◆ REQUEST 1 ◆
Could you quote the part of the forum thread on beach driving gear between "They are a nice" and "(Feb 24, 2005)", inclusive?
◆ REQUEST 2 ◆
Do these statements agree with the forum thread on beach driving gear? Answer yes or no for each, quoting the deciding words. (a) Woodchuck chose the all cast model. (b) The first poster settled on the 60-inch model. (c) Gummy recommends a small shovel that is easy to store.
◆ REQUEST 3 ◆
How would the forum thread on beach driving gear go on after its final post? Continue it from there.

◆ EXCERPTED TEXT ◆

Yeah, the anchor sounds like it'd work.  

I asked just out of curiousity but I doubt I'll ever have the need to winch myself on the beach. Oh, I'll get myself stuck fer sure, cuz I sometimes do goofy sh*t, but the Hi-Lift can lift a whole side or end of the Jeep 2 feet off the ground no problem. Lift, fill in the holes, get on my merry way, and then decide if what I just did was fun enough to justify the work filling the holes.  

Woodchuck, I contemplated the 60" but figured I'd only use the extra foot when using it as a winch. Decided the 48" was plenty, and also it was heavy enough. The thing is a beast.   
.


----------



## Woodchuck (Jan 5, 2005)

They are a nice piece of equipment, that is for sure. And yes heavy, I opted for the all cast one. Winching is what I had in mind for the extra length. The extra weight... heck bungee it to the wooden pallet bolted to the roof and yer good to go.

We'll be using it as soon as the weather warms, need new leaf springs in back.


----------



## Gummy (Feb 24, 2005)

Get the biggest shovel with the longest handle that you've got room to carry. You will appreciate it when you need it.


----------



## sandcruiser (Jan 15, 2007)

*Portable battery jump starter*

This is the plug in type that will give you a jump when nobody's in sight to assist with a battery in their truck even if you got cables!

Don't forget the duct tape and baling twine.


----------



## hockeynut1797 (Jul 3, 2006)

trash bags and a plug in spot light always help. Better safe than sorry when out at night .All these ideas are great , but as Someone said ,common sense is the best thing to bring. Drive safely, watch where You park, be courtious, and air down.

◆ MATERIAL SUPPLIED ◆

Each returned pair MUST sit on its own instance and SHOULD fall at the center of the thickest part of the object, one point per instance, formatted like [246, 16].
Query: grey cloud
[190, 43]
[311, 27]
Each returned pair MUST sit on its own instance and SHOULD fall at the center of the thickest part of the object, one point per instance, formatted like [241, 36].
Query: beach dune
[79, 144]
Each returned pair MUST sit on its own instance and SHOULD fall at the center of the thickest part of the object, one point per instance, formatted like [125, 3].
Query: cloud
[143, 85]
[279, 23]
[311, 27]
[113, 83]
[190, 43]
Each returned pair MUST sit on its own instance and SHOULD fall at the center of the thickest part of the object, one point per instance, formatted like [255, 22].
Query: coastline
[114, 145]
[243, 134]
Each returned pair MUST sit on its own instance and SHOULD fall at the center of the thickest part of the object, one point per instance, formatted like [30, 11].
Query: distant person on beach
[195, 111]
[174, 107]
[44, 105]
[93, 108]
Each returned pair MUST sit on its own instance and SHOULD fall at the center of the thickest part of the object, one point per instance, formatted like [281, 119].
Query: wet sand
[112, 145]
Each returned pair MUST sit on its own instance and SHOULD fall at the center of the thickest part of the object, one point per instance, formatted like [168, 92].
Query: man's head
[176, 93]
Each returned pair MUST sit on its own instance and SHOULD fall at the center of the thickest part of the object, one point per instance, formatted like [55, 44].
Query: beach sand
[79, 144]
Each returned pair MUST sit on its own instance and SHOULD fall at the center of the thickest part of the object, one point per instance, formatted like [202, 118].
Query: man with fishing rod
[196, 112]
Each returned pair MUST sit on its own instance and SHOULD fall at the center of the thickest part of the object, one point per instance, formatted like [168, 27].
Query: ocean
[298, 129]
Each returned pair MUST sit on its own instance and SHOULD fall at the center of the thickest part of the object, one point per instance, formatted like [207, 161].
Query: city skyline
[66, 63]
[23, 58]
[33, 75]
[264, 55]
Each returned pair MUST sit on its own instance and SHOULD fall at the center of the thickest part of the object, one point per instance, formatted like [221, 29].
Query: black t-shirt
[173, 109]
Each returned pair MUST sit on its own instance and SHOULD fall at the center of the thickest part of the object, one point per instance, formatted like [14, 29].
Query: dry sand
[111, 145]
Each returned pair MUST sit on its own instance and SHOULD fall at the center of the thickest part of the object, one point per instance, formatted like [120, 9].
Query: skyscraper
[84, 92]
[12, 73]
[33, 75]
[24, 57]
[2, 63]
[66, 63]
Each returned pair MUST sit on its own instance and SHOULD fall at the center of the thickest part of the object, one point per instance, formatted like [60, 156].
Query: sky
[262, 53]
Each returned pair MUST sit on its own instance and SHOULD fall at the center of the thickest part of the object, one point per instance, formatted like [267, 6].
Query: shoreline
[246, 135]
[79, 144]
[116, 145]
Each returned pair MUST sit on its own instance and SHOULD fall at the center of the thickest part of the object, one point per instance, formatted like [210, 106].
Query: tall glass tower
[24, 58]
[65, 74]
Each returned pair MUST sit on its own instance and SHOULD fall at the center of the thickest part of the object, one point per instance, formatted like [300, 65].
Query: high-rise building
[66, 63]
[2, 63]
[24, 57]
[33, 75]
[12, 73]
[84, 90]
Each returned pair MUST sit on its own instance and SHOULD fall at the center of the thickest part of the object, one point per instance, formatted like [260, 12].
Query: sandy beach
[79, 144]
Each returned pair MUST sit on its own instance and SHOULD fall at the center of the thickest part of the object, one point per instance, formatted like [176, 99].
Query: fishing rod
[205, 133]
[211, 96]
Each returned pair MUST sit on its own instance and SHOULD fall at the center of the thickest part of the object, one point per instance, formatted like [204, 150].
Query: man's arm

◆ OUTPUT 1 ◆
They are a nice piece of equipment, that is for sure. And yes heavy, I opted for the all cast one. Winching is what I had in mind for the extra length. The extra weight... heck bungee it to the wooden pallet bolted to the roof and yer good to go.

We'll be using it as soon as the weather warms, need new leaf springs in back.


----------



## Gummy (Feb 24, 2005)

◆ OUTPUT 2 ◆
(a) Yes: "I opted for the all cast one."
(b) No: "Decided the 48" was plenty, and also it was heavy enough."
(c) No: "Get the biggest shovel with the longest handle that you've got room to carry."

◆ OUTPUT 3 ◆
Have fun and be safe!


----------



## Jesse Lockowitz (Feb 13, 2006)

Fire extinguiser...


wish i had one when my bronco caught fire on the sand   



nothing like dumping a few 5gal buckets full of saltwater on ur engine block to liven' it up!!!



but really, fire extinguisher would be good to have just incase something happened to anyone. i stuck one in the new z71...just incase...rather be safe then burned.




Jesse


----------



## Guest (Feb 20, 2007)

Seasalt,

You’re in Fairfax: go to “Advanced Auto Parts” on Rt 50 to get the tow strap and Lowes across the street to get everything else. They can cut the wood for ya. Or you can go to Home Depot on Ox road. You can use an ordinay short handled dirt shovel.


----------



## pelicanman (Sep 3, 2006)

Seasalt, I am not a mud-bogger; but I have used our stuff a few times. I know that they say a minimum of 10' rope. I have only needed to use my bungey-rope once and I'm glad it was 30' long and they're not that much more $$$. I would also not get the minimum strength. We also got our truck-camper stuck down near the MD/VA. line at night, by ourselves. I sure was glad that our shovel had a long handle, to reach the sand that was under the rear. Don't forget to think about how you would attach a rope/strap to your vehicle; like clevis'. Remember, that these are my opinions. pelican man


----------



## Sandy Meador (Nov 9, 2006)

*A couple of things*

I carry. Duct Tape. Can fix a leaky radiator hose in a pinch. 5 gals. water. If you boil out for whatever reason. 4 pieces of 48" x 10" carpet. To place under/in front of tires when you're getting unstuck. And I've got room in the back of the truck for an extra, fully charged deep cycle battery - I've got an inverter and run a small light, coffee pot, etc... when needed. Got the inverter at Wally-World for $40. It IS sweet!!!!


----------



## SeaSalt (Apr 29, 2002)

SeaSalt said:


> Okay, since I'm a noob to driving on the beach, I'm going to need some pointers on where to get some of the necessary items needed. According to Maryland State Parks, I will need the following to get my ORV permit.
> 
> 1. A shovel with a blade at least 6" square and a handle at least 18" long.
> 2. A vehicle jack sufficient to lift one wheel clear of the sand.
> ...


Does anyone know if they strictly enforce the jack support board be 5/8 in thickness? Went to home depot and got me 1/2 plywood...  

Also, walmart didn't have any tow rope with minimum pull strength of 6000 pounds. I guess I'll have to go to auto store.


----------



## notso (Jul 18, 2005)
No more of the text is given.